- Challenge: Lay out each line of the listing below as a Markdown table with two columns, Row and Listing line, numbering the rows in order and omitting blank lines.
--- START Records supplied ---
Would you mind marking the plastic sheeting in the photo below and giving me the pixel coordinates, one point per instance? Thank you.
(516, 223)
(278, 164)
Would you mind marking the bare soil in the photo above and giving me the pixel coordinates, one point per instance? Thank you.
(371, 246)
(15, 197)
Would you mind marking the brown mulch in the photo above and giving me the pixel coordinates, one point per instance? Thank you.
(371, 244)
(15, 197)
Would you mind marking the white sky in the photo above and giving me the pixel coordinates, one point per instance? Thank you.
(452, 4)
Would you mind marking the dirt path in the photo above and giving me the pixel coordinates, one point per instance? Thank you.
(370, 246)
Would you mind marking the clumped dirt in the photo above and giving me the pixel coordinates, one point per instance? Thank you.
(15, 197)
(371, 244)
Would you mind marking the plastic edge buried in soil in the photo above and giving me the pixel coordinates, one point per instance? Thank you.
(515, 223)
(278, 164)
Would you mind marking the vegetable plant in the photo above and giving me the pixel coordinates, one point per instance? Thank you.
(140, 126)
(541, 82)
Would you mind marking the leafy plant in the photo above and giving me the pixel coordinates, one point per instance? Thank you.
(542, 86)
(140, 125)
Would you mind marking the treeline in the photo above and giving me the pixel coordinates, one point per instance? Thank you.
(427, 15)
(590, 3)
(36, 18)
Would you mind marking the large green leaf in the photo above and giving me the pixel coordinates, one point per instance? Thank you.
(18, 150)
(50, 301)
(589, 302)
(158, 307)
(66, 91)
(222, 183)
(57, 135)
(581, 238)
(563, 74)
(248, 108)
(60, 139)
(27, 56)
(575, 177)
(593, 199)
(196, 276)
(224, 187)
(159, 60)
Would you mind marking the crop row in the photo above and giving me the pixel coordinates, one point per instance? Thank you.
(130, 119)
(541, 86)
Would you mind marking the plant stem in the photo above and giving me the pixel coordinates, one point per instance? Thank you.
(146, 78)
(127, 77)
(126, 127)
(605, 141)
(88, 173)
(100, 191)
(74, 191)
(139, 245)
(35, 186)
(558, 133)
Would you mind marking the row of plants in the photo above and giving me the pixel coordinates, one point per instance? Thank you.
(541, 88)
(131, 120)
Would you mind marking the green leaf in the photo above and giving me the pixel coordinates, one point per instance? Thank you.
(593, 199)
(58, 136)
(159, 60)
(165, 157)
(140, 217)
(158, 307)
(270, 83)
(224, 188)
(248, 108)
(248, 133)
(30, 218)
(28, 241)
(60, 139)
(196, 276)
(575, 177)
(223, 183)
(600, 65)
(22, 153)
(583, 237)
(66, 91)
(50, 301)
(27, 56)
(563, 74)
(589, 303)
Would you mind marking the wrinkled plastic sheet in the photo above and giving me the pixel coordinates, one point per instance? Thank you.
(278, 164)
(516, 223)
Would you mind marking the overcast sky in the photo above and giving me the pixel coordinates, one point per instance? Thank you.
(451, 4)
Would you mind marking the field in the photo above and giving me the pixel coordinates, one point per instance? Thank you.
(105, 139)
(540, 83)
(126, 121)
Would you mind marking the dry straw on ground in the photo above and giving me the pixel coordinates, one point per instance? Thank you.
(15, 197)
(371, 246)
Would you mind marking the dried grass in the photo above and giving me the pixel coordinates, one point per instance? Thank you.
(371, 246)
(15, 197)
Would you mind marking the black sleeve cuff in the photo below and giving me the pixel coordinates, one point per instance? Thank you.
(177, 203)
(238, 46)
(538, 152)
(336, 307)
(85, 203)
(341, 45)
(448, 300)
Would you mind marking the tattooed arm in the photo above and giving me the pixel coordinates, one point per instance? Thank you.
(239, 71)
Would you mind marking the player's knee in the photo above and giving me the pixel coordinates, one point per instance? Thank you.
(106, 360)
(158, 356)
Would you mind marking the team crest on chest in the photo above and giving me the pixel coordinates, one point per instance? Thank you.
--- END Records supplied ---
- Answer to this exercise:
| Row | Listing line |
|---|---|
| 1 | Would you mind marking the plastic sheeting in the photo below and giving me the pixel coordinates, one point per instance? Thank you. |
| 2 | (516, 223) |
| 3 | (278, 164) |
| 4 | Would you mind marking the bare soil in the photo above and giving me the pixel coordinates, one point per instance? Thank you. |
| 5 | (371, 246) |
| 6 | (15, 197) |
| 7 | Would you mind marking the brown mulch in the photo above and giving me the pixel coordinates, one point per instance? Thank you. |
| 8 | (371, 244) |
| 9 | (15, 197) |
| 10 | Would you mind marking the white sky in the photo above and giving me the pixel coordinates, one point per instance? Thank you. |
| 11 | (452, 4) |
| 12 | Would you mind marking the dirt path in the photo above and giving me the pixel coordinates, one point per instance? Thank you. |
| 13 | (370, 246) |
| 14 | Would you mind marking the clumped dirt in the photo above and giving me the pixel coordinates, one point per instance? Thank you. |
| 15 | (15, 197) |
| 16 | (371, 244) |
| 17 | Would you mind marking the plastic edge buried in soil in the photo above and giving me the pixel coordinates, one point per instance? Thank you. |
| 18 | (515, 223) |
| 19 | (278, 164) |
| 20 | Would you mind marking the vegetable plant in the photo above and giving me the pixel coordinates, one point per instance? Thank you. |
| 21 | (140, 126) |
| 22 | (541, 82) |
| 23 | Would you mind marking the leafy plant in the photo above and giving me the pixel coordinates, one point per instance? Thank you. |
| 24 | (542, 86) |
| 25 | (140, 125) |
| 26 | Would you mind marking the treeline in the photo above and giving me the pixel coordinates, one point per instance? Thank you. |
| 27 | (427, 15) |
| 28 | (590, 3) |
| 29 | (36, 18) |
| 30 | Would you mind marking the large green leaf in the photo above and giving me the pixel coordinates, one point per instance? Thank you. |
| 31 | (18, 150) |
| 32 | (50, 301) |
| 33 | (589, 302) |
| 34 | (158, 307) |
| 35 | (66, 91) |
| 36 | (222, 183) |
| 37 | (57, 135) |
| 38 | (581, 238) |
| 39 | (563, 74) |
| 40 | (248, 108) |
| 41 | (60, 139) |
| 42 | (27, 56) |
| 43 | (575, 177) |
| 44 | (593, 199) |
| 45 | (196, 276) |
| 46 | (224, 187) |
| 47 | (159, 60) |
| 48 | Would you mind marking the crop row in the photo above and giving me the pixel coordinates, one point per instance? Thank you. |
| 49 | (130, 119) |
| 50 | (541, 86) |
| 51 | Would you mind marking the plant stem in the photo above and giving me the pixel coordinates, one point per instance? Thank you. |
| 52 | (146, 78) |
| 53 | (127, 77) |
| 54 | (126, 127) |
| 55 | (605, 141) |
| 56 | (88, 173) |
| 57 | (100, 191) |
| 58 | (74, 191) |
| 59 | (139, 245) |
| 60 | (35, 186) |
| 61 | (558, 133) |
| 62 | Would you mind marking the row of plants in the photo above and giving me the pixel coordinates, one point per instance? Thank you. |
| 63 | (541, 88) |
| 64 | (131, 120) |
| 65 | Would you mind marking the green leaf in the photo above and giving me the pixel coordinates, one point per instance? Thank you. |
| 66 | (593, 199) |
| 67 | (58, 136) |
| 68 | (159, 60) |
| 69 | (165, 157) |
| 70 | (140, 217) |
| 71 | (158, 307) |
| 72 | (270, 83) |
| 73 | (224, 188) |
| 74 | (248, 108) |
| 75 | (248, 133) |
| 76 | (30, 218) |
| 77 | (28, 241) |
| 78 | (60, 139) |
| 79 | (196, 276) |
| 80 | (575, 177) |
| 81 | (223, 183) |
| 82 | (600, 65) |
| 83 | (22, 153) |
| 84 | (583, 237) |
| 85 | (66, 91) |
| 86 | (50, 301) |
| 87 | (27, 56) |
| 88 | (563, 74) |
| 89 | (589, 303) |
| 90 | Would you mind marking the wrinkled plastic sheet in the photo above and giving me the pixel coordinates, one point per instance? Thank you. |
| 91 | (278, 164) |
| 92 | (516, 223) |
| 93 | Would you mind marking the overcast sky in the photo above and giving me the pixel coordinates, one point per instance? Thank you. |
| 94 | (451, 4) |
| 95 | Would you mind marking the field in the photo above and giving me the pixel coordinates, one point per instance? Thank you. |
| 96 | (105, 139) |
| 97 | (540, 83) |
| 98 | (126, 121) |
| 99 | Would you mind marking the dry straw on ground in the photo above and giving me the pixel coordinates, one point per instance? Thank you. |
| 100 | (15, 197) |
| 101 | (371, 246) |
| 102 | Would you mind marking the dried grass in the photo above and giving me the pixel coordinates, one point per instance? Thank you. |
| 103 | (371, 246) |
| 104 | (15, 197) |
| 105 | Would you mind marking the black sleeve cuff in the photo below and giving me the pixel coordinates, one point per instance? Thank you. |
| 106 | (177, 203) |
| 107 | (238, 46) |
| 108 | (538, 152) |
| 109 | (336, 307) |
| 110 | (85, 203) |
| 111 | (341, 45) |
| 112 | (448, 300) |
| 113 | Would you mind marking the tattooed arm in the photo above and giving me the pixel coordinates, one point per instance? Thank you. |
| 114 | (239, 71) |
| 115 | Would you mind marking the player's knee in the photo above and giving me the pixel coordinates, one point per instance? Thank you. |
| 116 | (106, 360) |
| 117 | (158, 356) |
| 118 | Would you mind marking the team crest on chest in the photo above and giving me the pixel coordinates, one point per instance? Thank you. |